### Task to carry out
Rewrite every line of the entries below as a numbered list, omitting any blank lines.

### Supplied material
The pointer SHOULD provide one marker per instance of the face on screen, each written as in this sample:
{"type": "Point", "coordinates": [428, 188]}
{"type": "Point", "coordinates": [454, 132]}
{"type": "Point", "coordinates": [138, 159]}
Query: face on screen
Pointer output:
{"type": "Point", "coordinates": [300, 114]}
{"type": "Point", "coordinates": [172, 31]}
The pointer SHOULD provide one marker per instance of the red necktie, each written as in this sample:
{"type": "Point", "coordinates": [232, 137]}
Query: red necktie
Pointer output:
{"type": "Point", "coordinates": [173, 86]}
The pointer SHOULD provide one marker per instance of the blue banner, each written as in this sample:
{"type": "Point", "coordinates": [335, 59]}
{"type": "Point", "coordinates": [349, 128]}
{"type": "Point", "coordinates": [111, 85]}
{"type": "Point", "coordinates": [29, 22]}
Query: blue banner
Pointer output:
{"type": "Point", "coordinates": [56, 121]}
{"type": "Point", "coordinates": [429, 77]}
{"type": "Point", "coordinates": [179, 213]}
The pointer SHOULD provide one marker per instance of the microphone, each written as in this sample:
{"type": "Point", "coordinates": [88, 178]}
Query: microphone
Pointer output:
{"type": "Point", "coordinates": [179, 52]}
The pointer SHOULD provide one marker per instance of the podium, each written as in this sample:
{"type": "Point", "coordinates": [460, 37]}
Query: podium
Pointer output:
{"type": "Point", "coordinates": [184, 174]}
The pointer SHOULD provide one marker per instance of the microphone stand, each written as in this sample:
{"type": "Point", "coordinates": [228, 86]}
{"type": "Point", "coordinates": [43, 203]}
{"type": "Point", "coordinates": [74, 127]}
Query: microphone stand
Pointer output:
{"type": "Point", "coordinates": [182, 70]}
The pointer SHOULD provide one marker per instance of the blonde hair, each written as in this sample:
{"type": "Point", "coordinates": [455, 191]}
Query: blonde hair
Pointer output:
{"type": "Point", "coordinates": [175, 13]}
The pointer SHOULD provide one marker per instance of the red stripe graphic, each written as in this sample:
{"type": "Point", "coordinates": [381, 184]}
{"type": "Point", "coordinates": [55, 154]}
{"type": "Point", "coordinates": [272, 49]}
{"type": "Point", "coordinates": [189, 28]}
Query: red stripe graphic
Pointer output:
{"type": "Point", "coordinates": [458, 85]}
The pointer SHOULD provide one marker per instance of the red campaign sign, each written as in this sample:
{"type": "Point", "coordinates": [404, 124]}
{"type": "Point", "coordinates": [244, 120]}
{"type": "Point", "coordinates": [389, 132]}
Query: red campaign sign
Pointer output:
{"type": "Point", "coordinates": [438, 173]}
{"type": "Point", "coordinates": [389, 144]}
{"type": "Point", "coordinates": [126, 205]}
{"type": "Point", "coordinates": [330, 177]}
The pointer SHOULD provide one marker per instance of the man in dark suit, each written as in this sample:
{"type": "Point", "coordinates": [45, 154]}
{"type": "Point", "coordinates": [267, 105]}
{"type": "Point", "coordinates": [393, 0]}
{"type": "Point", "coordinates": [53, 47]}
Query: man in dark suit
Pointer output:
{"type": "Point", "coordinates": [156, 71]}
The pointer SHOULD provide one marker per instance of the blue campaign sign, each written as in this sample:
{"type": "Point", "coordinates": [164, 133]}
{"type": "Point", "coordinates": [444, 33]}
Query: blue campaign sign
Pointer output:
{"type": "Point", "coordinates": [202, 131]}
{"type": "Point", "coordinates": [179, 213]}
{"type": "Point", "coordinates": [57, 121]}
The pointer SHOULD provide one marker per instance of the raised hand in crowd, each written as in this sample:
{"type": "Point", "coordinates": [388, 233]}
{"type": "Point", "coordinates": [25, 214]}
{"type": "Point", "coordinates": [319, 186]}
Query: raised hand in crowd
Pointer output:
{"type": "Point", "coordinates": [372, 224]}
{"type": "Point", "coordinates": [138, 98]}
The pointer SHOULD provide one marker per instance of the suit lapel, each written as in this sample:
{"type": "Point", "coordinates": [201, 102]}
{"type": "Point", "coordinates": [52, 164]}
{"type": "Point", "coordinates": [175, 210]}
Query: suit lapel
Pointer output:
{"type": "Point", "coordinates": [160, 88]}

### Correct response
1. The pointer SHOULD provide one marker per instance of the face on screen, each written as in this sample:
2. {"type": "Point", "coordinates": [428, 188]}
3. {"type": "Point", "coordinates": [454, 132]}
4. {"type": "Point", "coordinates": [138, 159]}
5. Query: face on screen
6. Pointer output:
7. {"type": "Point", "coordinates": [300, 114]}
8. {"type": "Point", "coordinates": [172, 31]}
9. The pointer SHOULD provide one marker per instance of the red necktie, each written as in this sample:
10. {"type": "Point", "coordinates": [232, 137]}
11. Query: red necktie
12. Pointer output:
13. {"type": "Point", "coordinates": [173, 86]}
14. The pointer SHOULD provide one marker per instance of the blue banner, each written as in this sample:
15. {"type": "Point", "coordinates": [335, 59]}
16. {"type": "Point", "coordinates": [349, 128]}
17. {"type": "Point", "coordinates": [111, 85]}
18. {"type": "Point", "coordinates": [29, 22]}
19. Query: blue banner
20. Pointer output:
21. {"type": "Point", "coordinates": [56, 121]}
22. {"type": "Point", "coordinates": [429, 77]}
23. {"type": "Point", "coordinates": [179, 213]}
24. The pointer SHOULD provide one marker per instance of the microphone, each written as in this sample:
25. {"type": "Point", "coordinates": [88, 178]}
26. Query: microphone
27. Pointer output:
28. {"type": "Point", "coordinates": [179, 52]}
29. The pointer SHOULD provide one marker per instance of the podium, each written as in this sample:
30. {"type": "Point", "coordinates": [460, 37]}
31. Query: podium
32. Pointer output:
33. {"type": "Point", "coordinates": [184, 174]}
34. The pointer SHOULD provide one marker per instance of the microphone stand, each written as in this sample:
35. {"type": "Point", "coordinates": [228, 86]}
36. {"type": "Point", "coordinates": [43, 203]}
37. {"type": "Point", "coordinates": [74, 127]}
38. Query: microphone stand
39. Pointer output:
40. {"type": "Point", "coordinates": [182, 70]}
41. The pointer SHOULD provide one marker per instance of the blonde hair, each written as in this sample:
42. {"type": "Point", "coordinates": [455, 191]}
43. Query: blonde hair
44. Pointer output:
45. {"type": "Point", "coordinates": [175, 13]}
46. The pointer SHOULD provide one marker per instance of the red stripe graphic, each written as in this sample:
47. {"type": "Point", "coordinates": [381, 184]}
48. {"type": "Point", "coordinates": [55, 154]}
49. {"type": "Point", "coordinates": [272, 49]}
50. {"type": "Point", "coordinates": [189, 28]}
51. Query: red stripe graphic
52. Pointer output:
53. {"type": "Point", "coordinates": [458, 85]}
54. The pointer SHOULD provide one marker per instance of the red campaign sign, each written as in this sample:
55. {"type": "Point", "coordinates": [404, 124]}
56. {"type": "Point", "coordinates": [244, 120]}
57. {"type": "Point", "coordinates": [389, 132]}
58. Query: red campaign sign
59. Pointer output:
60. {"type": "Point", "coordinates": [438, 173]}
61. {"type": "Point", "coordinates": [389, 144]}
62. {"type": "Point", "coordinates": [126, 205]}
63. {"type": "Point", "coordinates": [330, 177]}
64. The pointer SHOULD provide one marker per instance of the man in dark suit, each written as in this sample:
65. {"type": "Point", "coordinates": [45, 154]}
66. {"type": "Point", "coordinates": [267, 105]}
67. {"type": "Point", "coordinates": [393, 0]}
68. {"type": "Point", "coordinates": [53, 47]}
69. Query: man in dark suit
70. Pointer output:
71. {"type": "Point", "coordinates": [156, 71]}
72. The pointer SHOULD provide one marker per instance of the blue campaign sign, each written as in this sample:
73. {"type": "Point", "coordinates": [164, 133]}
74. {"type": "Point", "coordinates": [444, 33]}
75. Query: blue campaign sign
76. Pointer output:
77. {"type": "Point", "coordinates": [202, 131]}
78. {"type": "Point", "coordinates": [179, 213]}
79. {"type": "Point", "coordinates": [57, 121]}
80. The pointer SHOULD provide one marker per instance of the raised hand in crowd, each written as in this sample:
81. {"type": "Point", "coordinates": [388, 233]}
82. {"type": "Point", "coordinates": [25, 214]}
83. {"type": "Point", "coordinates": [319, 186]}
84. Query: raised hand in crowd
85. Pointer output:
86. {"type": "Point", "coordinates": [372, 224]}
87. {"type": "Point", "coordinates": [138, 98]}
88. The pointer SHOULD provide one marker per instance of the suit lapel, each written as in this sample:
89. {"type": "Point", "coordinates": [201, 102]}
90. {"type": "Point", "coordinates": [52, 164]}
91. {"type": "Point", "coordinates": [175, 210]}
92. Query: suit lapel
93. Pointer output:
94. {"type": "Point", "coordinates": [160, 88]}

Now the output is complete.